BEGIN Text shown

Armes went back to school four weeks after the surgery. Before he was fitted with prosthetics, he had a German Shepherd service dog named Butch. In school, he continued to play sports and learned to shoot a gun. He graduated from Ysleta High School at the age of fifteen. Armes said he earned degrees in criminology and psychology from New York University through correspondence courses, but no evidence could be found to support his claims.

==Career==
Armes had a contract to work with Twentieth Century Fox in Hollywood from 1949 to 1955. While Armes claimed to have appeared in 39 movies and 28 television shows, the only verifiable credit is an appearance in an episode of Hawaii Five-O.

In 1956, he became the operations director of Goodwill Industries in El Paso, Texas. In 1958, after briefly working as an actor in California and returning to his native El Paso, Armes started his private investigative agency, The Investigators. He worked with an assistant, James Cheu, and would visit El Paso area high schools to talk about their work. During his time as an investigator, he was involved in a kidnapping case involving the son of Marlon Brando. He collected around $25,000, plus expenses, for that case. He was also allegedly involved in a jailbreak that later inspired the movie Breakout.

Armes ran for office as Justice of Peace in Precinct 2 in El Paso in 1970, but did not make it past the primaries.

In 1978, he launched The Investigators Security Course. Designed as a mobile patrol and security service, this branch of the organization served the community for a number of years until the patrol division was discontinued. Armes has been a certified Peace Officer.

From 1989 to 1993, he served on the El Paso City Council. He sought election to the council again in 2001, but was defeated and returned to his investigation business.

==Books and toys==
In 1976, Armes published his autobiography, Jay J. Armes, Investigator; ISBN 0-02-503200-3. In 1976, the Ideal Toy Corp. also launched the Jay J. Armes Toy Line, which featured a Jay J. Armes action figure with detachable prosthetics, various gadgets, and a Mobile Investigation Unit.

==Television==
Armes played the villain in the Hawaii Five-O episode, "Hookman" (September 11, 1973). The updated series, Hawaii Five-0, remade the episode with the same scenes and title on February 4, 2013; Peter Weller remade the role and directed the episode.

END Text shown
BEGIN Records shown

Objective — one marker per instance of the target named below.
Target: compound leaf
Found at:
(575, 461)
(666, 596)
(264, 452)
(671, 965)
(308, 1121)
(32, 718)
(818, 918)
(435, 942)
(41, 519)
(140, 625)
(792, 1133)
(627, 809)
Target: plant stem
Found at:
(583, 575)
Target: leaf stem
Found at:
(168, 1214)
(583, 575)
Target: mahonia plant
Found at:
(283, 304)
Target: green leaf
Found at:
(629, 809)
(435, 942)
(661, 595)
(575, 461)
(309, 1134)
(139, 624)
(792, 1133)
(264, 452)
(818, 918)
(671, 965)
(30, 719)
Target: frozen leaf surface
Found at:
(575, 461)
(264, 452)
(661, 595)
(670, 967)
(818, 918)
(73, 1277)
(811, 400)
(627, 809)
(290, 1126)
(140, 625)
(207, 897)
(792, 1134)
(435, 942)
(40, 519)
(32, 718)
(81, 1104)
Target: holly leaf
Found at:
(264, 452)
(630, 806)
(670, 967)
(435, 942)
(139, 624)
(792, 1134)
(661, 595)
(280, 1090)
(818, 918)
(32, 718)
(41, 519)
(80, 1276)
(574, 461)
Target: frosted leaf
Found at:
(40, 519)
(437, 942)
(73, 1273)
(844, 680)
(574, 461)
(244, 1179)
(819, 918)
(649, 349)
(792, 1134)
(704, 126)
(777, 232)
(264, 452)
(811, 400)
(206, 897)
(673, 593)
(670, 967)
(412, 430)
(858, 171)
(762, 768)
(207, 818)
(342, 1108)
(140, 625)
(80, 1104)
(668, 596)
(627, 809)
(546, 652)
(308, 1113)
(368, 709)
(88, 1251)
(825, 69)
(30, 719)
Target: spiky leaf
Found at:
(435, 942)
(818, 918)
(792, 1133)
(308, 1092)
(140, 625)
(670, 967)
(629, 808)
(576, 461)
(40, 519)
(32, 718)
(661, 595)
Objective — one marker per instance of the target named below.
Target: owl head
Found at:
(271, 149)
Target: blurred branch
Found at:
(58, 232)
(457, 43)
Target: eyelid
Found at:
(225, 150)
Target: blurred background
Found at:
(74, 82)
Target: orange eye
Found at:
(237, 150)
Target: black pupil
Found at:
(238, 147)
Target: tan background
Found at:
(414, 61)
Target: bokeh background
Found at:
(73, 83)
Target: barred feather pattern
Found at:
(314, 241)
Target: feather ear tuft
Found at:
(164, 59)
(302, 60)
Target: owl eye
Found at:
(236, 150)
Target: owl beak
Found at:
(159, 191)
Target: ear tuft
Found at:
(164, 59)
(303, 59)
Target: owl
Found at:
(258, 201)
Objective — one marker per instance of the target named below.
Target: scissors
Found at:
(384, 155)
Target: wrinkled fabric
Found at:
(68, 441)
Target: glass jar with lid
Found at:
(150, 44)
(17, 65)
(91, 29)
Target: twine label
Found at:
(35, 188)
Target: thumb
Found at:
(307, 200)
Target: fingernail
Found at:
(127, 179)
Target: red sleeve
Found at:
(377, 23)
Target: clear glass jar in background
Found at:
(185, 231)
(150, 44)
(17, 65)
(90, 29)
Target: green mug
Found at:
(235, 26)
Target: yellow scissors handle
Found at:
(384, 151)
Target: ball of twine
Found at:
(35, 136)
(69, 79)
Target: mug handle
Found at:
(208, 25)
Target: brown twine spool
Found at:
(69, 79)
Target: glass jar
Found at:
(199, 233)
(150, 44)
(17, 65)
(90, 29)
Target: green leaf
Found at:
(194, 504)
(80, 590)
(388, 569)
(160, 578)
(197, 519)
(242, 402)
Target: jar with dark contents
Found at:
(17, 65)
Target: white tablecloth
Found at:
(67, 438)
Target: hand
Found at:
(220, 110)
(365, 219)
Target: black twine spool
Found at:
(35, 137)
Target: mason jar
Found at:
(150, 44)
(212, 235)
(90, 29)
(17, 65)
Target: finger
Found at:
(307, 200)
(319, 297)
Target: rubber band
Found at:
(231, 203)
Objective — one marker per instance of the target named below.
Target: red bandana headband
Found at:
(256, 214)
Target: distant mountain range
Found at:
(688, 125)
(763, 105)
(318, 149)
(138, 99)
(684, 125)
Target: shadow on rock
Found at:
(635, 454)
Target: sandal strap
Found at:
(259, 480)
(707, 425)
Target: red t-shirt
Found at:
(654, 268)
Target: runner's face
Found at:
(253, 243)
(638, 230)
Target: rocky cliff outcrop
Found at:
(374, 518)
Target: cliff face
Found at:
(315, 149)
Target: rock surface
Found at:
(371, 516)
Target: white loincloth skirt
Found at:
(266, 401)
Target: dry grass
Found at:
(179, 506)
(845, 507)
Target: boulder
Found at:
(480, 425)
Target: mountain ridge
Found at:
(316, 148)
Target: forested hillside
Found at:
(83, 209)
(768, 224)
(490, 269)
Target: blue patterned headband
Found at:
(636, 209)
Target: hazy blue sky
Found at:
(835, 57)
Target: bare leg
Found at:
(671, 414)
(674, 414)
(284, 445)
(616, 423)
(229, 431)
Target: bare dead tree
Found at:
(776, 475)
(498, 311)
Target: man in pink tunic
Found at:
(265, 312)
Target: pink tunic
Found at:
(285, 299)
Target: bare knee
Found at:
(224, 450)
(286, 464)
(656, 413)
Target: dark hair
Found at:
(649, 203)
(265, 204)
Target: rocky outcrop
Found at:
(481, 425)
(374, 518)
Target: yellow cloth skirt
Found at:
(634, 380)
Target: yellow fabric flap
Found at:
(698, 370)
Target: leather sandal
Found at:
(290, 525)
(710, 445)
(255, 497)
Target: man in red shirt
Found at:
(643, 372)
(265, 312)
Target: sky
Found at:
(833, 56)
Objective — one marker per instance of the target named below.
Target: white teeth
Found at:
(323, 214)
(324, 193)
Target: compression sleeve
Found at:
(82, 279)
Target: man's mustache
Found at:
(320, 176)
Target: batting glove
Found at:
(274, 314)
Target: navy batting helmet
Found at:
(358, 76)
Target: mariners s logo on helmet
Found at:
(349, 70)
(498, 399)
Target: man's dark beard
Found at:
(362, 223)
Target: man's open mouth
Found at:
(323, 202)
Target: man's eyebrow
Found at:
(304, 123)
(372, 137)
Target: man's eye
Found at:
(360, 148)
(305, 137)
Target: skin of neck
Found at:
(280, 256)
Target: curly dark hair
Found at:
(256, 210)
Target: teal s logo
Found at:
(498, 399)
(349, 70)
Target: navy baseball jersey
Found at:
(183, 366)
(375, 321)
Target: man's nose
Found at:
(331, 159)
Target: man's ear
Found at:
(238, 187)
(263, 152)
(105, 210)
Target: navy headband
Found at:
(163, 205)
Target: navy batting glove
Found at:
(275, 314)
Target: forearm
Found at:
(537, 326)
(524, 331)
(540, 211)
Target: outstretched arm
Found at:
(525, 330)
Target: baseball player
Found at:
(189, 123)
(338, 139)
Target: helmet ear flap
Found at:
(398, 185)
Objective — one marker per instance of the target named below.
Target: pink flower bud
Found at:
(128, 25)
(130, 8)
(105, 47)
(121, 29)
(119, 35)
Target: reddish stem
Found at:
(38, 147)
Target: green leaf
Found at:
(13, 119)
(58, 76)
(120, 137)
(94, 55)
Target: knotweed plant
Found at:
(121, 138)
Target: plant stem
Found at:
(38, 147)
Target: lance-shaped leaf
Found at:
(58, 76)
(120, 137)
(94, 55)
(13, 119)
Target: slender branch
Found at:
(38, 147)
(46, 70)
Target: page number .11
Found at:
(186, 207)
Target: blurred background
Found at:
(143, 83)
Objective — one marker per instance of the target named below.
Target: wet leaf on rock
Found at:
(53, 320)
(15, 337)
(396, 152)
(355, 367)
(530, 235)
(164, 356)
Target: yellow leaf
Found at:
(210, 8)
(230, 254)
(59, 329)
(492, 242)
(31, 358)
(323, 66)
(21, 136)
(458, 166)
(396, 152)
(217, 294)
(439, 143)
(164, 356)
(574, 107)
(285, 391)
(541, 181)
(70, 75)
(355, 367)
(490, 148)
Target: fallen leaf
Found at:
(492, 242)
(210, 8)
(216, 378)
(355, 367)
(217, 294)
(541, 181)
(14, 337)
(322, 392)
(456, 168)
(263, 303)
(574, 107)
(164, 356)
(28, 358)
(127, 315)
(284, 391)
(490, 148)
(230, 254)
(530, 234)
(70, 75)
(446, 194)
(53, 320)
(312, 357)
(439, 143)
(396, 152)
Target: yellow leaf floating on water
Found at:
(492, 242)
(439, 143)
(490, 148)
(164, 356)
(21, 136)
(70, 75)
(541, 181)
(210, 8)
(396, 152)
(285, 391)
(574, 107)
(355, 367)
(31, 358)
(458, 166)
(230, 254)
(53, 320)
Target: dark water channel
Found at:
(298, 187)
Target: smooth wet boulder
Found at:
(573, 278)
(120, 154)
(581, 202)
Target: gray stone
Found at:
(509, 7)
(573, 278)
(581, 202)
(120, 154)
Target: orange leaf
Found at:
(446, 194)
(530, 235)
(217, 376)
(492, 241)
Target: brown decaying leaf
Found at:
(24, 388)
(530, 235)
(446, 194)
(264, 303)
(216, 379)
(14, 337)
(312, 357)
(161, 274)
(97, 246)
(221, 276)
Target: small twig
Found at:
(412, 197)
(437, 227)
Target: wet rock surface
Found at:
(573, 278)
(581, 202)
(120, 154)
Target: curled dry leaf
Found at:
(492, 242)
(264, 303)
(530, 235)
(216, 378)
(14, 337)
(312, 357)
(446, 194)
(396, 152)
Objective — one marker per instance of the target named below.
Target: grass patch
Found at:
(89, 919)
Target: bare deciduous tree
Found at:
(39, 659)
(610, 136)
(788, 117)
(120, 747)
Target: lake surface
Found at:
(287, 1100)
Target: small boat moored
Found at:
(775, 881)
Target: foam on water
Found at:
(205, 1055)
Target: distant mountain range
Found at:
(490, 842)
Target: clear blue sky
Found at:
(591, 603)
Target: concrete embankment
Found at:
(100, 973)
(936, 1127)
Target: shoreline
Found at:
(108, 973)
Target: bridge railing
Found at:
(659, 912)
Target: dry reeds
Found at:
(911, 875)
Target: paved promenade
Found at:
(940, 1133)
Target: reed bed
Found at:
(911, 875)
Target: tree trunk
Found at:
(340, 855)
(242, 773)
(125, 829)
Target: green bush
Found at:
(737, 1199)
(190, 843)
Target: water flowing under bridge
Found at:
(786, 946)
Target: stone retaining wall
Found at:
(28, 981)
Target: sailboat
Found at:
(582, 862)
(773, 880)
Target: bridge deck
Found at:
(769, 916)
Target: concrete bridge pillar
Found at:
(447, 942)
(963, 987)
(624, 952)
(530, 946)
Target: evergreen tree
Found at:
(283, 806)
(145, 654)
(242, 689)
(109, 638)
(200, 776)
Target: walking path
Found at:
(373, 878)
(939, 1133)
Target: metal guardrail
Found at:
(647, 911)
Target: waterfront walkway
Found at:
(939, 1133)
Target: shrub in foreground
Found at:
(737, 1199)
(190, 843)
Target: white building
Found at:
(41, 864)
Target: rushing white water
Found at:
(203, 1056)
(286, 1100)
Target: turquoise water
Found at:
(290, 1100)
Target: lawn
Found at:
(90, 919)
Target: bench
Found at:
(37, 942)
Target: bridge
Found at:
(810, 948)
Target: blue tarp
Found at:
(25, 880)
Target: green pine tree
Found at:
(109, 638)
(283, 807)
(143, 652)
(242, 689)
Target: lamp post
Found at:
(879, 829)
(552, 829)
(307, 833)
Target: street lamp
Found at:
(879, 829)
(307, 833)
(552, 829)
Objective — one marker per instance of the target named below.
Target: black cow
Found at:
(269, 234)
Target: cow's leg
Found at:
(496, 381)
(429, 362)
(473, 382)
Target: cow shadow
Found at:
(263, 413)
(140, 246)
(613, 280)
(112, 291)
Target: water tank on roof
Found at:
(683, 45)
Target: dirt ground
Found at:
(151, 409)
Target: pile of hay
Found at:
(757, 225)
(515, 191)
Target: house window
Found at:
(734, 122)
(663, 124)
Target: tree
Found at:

END Records shown

**Aim of the exercise**
Echo the text about Jay J. Armes word for word, between "Armes ran for" and "his investigation business.", inclusive. The records are separate material and have nothing to do with the text about Jay J. Armes.

**Reply to the task**
Armes ran for office as Justice of Peace in Precinct 2 in El Paso in 1970, but did not make it past the primaries.

In 1978, he launched The Investigators Security Course. Designed as a mobile patrol and security service, this branch of the organization served the community for a number of years until the patrol division was discontinued. Armes has been a certified Peace Officer.

From 1989 to 1993, he served on the El Paso City Council. He sought election to the council again in 2001, but was defeated and returned to his investigation business.